* **Point-per-instance localization data**
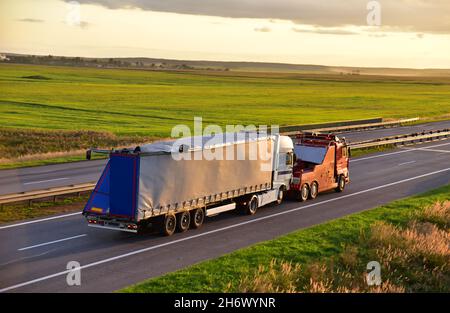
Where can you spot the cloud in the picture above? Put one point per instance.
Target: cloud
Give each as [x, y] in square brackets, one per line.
[31, 20]
[325, 31]
[264, 29]
[405, 15]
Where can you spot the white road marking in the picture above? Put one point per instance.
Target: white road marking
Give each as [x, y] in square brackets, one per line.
[410, 162]
[44, 181]
[397, 152]
[434, 150]
[51, 242]
[220, 230]
[40, 220]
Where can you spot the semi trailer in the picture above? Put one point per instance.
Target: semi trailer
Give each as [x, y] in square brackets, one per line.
[322, 164]
[176, 184]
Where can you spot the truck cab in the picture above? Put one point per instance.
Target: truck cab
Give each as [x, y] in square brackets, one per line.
[321, 164]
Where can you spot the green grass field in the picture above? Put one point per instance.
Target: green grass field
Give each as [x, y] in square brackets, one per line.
[148, 103]
[414, 255]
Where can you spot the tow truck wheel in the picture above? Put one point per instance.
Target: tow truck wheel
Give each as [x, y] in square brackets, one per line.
[252, 206]
[169, 225]
[304, 193]
[197, 218]
[183, 221]
[341, 184]
[280, 197]
[314, 190]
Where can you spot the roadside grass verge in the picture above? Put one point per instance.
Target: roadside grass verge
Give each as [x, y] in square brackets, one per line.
[31, 147]
[17, 143]
[16, 212]
[409, 238]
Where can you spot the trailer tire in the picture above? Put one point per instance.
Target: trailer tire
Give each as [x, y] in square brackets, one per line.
[314, 190]
[252, 206]
[197, 217]
[341, 184]
[281, 193]
[303, 194]
[169, 224]
[183, 221]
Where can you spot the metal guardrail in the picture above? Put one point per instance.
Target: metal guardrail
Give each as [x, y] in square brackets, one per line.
[403, 139]
[45, 193]
[340, 129]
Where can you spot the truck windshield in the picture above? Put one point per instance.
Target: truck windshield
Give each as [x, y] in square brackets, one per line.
[310, 154]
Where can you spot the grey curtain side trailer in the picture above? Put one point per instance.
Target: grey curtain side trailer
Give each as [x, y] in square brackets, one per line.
[177, 186]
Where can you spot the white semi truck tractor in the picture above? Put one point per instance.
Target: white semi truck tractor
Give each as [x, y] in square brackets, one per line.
[177, 184]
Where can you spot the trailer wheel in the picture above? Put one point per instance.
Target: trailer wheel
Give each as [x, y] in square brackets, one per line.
[281, 193]
[169, 225]
[252, 206]
[183, 221]
[303, 193]
[314, 190]
[341, 184]
[197, 218]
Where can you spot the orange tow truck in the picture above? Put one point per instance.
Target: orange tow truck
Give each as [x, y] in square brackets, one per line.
[321, 164]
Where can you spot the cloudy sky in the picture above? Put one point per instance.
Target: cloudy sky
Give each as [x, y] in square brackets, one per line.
[412, 33]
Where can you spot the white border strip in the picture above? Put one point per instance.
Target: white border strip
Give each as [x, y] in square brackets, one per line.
[41, 220]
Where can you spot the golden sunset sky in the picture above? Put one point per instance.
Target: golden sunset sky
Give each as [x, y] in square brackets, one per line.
[413, 33]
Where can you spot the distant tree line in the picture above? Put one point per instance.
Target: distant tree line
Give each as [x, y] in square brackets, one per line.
[99, 62]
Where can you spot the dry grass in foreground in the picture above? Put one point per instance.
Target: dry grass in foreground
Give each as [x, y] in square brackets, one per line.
[415, 258]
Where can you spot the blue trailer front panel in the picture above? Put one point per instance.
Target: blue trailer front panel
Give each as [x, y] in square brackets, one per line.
[98, 203]
[124, 179]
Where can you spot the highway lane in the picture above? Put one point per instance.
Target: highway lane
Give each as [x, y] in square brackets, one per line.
[393, 131]
[112, 260]
[41, 177]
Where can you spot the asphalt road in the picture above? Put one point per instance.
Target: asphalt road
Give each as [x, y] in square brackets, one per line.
[41, 177]
[34, 256]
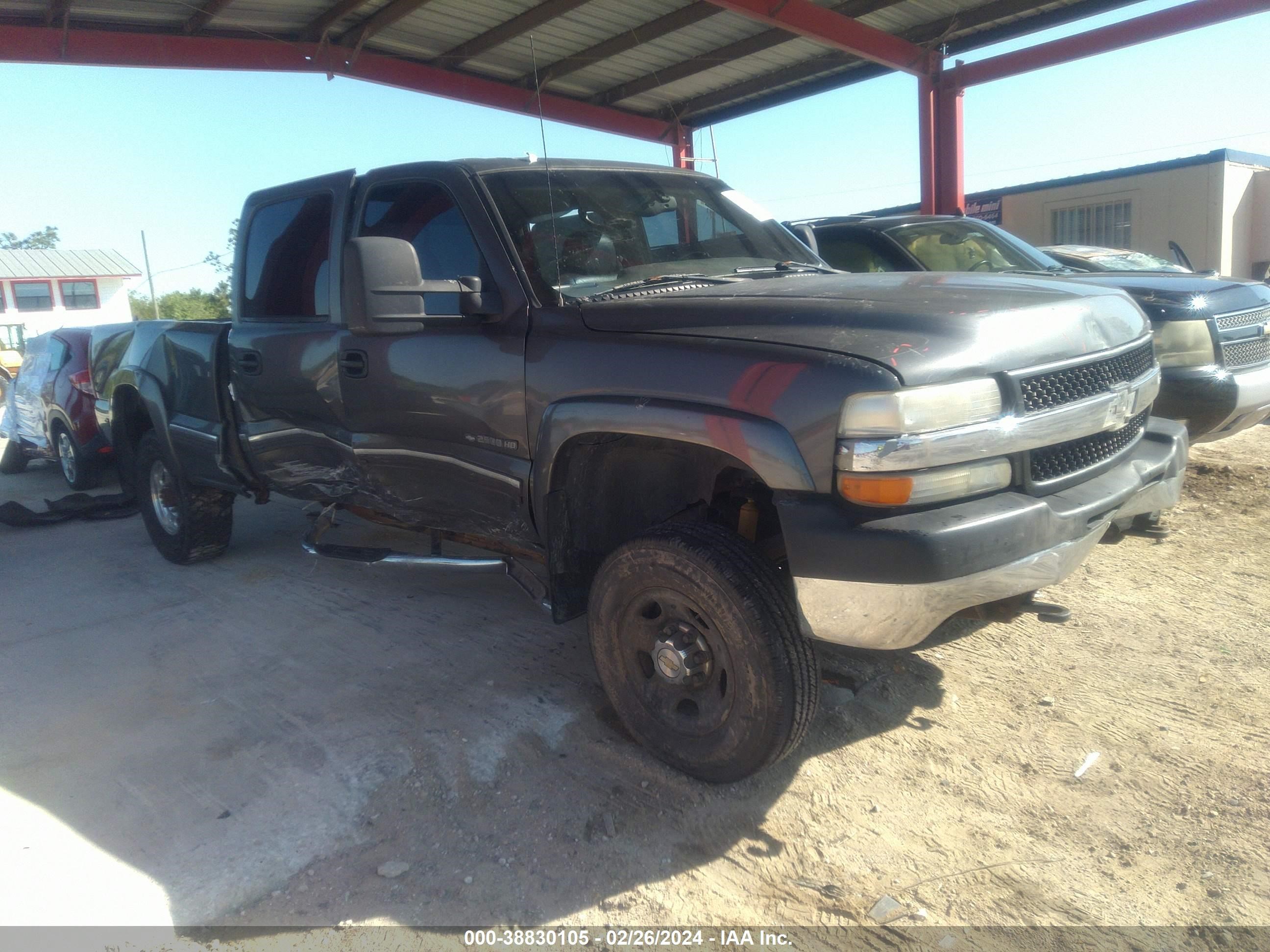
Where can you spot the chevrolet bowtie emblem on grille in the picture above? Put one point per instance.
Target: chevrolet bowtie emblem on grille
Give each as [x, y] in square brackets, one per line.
[1122, 406]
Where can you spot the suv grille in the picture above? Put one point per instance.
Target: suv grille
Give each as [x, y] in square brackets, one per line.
[1234, 322]
[1057, 387]
[1066, 459]
[1245, 353]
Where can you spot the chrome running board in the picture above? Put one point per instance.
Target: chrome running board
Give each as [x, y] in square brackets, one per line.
[372, 555]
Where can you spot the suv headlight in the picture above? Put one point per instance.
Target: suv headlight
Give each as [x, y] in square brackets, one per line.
[920, 409]
[1184, 344]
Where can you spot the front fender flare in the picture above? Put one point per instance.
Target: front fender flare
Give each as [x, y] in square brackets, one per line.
[762, 445]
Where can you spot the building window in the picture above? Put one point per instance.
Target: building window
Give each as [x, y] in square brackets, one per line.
[33, 295]
[78, 295]
[1108, 225]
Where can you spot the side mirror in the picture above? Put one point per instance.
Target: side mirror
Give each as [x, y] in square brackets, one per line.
[383, 285]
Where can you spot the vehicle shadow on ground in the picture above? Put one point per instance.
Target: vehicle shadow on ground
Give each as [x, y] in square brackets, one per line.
[262, 733]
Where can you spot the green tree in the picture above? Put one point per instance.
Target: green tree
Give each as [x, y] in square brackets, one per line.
[44, 239]
[194, 305]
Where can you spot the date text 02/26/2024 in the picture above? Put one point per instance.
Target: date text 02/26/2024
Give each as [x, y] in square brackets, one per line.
[625, 938]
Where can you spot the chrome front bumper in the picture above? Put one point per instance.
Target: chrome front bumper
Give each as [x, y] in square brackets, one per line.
[895, 615]
[1251, 404]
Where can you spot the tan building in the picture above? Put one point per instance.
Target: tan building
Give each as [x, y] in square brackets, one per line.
[1215, 206]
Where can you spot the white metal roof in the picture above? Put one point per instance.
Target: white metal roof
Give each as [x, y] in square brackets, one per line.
[88, 263]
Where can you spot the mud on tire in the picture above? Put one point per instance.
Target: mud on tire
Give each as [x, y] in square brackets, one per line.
[188, 524]
[698, 646]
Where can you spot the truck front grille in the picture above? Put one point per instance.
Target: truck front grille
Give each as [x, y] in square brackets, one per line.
[1245, 353]
[1046, 391]
[1234, 322]
[1066, 459]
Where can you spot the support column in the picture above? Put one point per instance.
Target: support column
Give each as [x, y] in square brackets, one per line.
[949, 146]
[683, 147]
[926, 140]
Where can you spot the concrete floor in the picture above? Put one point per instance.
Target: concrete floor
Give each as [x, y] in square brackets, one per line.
[187, 738]
[245, 742]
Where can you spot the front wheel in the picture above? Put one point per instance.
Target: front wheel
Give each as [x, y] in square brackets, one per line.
[698, 648]
[187, 524]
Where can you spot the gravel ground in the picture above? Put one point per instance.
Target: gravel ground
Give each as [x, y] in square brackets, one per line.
[252, 740]
[941, 777]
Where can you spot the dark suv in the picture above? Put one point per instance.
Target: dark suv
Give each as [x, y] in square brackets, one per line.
[50, 410]
[1212, 333]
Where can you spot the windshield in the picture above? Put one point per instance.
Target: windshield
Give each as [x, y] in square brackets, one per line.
[604, 229]
[969, 245]
[1134, 262]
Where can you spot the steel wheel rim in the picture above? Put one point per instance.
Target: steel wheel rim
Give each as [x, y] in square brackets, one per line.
[163, 498]
[710, 698]
[67, 455]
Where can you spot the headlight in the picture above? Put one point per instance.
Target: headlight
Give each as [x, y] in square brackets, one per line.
[1184, 344]
[923, 487]
[920, 409]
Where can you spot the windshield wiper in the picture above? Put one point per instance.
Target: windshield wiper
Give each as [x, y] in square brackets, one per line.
[784, 267]
[666, 280]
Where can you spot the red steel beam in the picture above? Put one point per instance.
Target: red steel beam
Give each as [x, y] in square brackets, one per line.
[1104, 40]
[807, 20]
[683, 147]
[949, 150]
[84, 48]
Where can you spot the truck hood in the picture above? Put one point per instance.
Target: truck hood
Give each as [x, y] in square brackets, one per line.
[926, 327]
[1172, 296]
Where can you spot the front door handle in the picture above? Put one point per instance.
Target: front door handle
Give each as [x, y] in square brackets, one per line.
[353, 363]
[248, 361]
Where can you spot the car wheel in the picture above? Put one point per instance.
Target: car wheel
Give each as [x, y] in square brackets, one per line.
[699, 650]
[187, 524]
[79, 470]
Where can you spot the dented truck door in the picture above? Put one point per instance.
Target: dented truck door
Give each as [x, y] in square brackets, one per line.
[437, 406]
[285, 340]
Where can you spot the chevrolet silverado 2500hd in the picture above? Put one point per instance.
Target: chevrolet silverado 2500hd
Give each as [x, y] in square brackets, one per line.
[630, 378]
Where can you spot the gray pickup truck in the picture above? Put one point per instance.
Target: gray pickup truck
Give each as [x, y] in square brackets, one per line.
[648, 403]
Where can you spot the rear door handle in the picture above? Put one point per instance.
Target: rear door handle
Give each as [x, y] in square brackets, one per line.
[353, 363]
[248, 361]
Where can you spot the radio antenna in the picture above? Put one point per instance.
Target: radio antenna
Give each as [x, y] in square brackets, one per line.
[546, 162]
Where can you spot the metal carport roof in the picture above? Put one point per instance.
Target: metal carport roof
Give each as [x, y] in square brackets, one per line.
[653, 69]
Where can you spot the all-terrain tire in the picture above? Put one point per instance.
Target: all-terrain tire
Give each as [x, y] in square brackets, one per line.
[699, 595]
[200, 520]
[80, 470]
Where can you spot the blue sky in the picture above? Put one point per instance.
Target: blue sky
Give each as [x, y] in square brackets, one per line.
[112, 151]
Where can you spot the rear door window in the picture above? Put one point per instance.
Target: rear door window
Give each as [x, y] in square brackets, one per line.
[425, 214]
[286, 267]
[59, 353]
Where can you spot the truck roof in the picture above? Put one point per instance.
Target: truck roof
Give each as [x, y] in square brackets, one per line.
[483, 166]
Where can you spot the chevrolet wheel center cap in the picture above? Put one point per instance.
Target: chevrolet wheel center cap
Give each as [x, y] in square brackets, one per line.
[670, 662]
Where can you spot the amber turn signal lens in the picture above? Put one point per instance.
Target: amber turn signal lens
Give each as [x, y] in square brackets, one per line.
[876, 490]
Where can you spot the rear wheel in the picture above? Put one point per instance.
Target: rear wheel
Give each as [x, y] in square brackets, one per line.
[698, 648]
[79, 469]
[187, 524]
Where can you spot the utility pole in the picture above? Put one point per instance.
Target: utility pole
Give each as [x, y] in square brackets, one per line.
[154, 301]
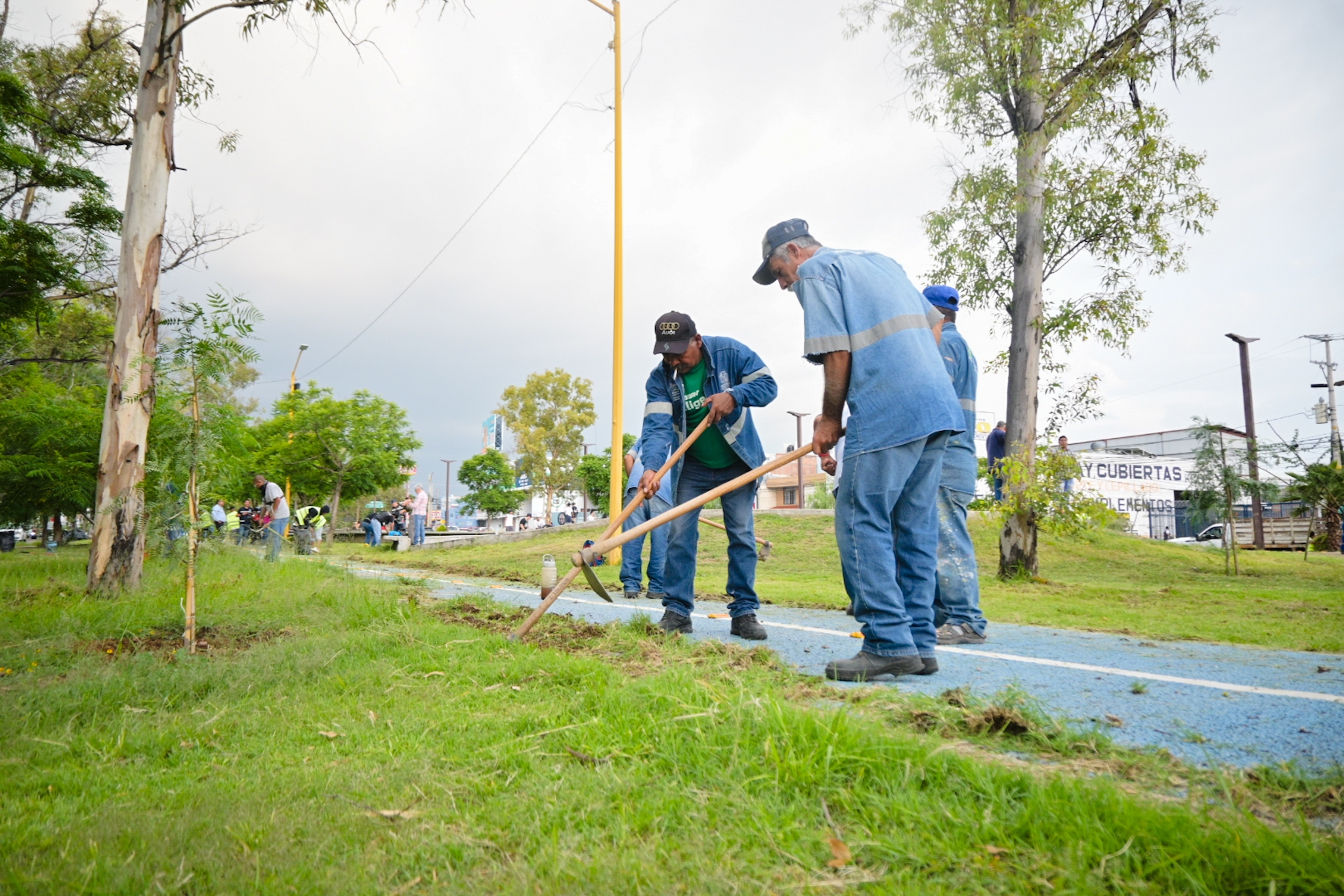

* **Exercise goal**
Instructions for the copy: start at the first entry, stop after the line containing "Target: white road marking", keep every line exact, and drop the pictures.

* **Output for this task**
Where can you spot the cloud in the picture above? Put one point per instance.
Target: cloud
Give each as [x, y] in square brackets, one per line.
[31, 20]
[325, 31]
[264, 29]
[405, 15]
Where can you spot the white road marking in the picture above? Put one point per instance.
Target: white road marking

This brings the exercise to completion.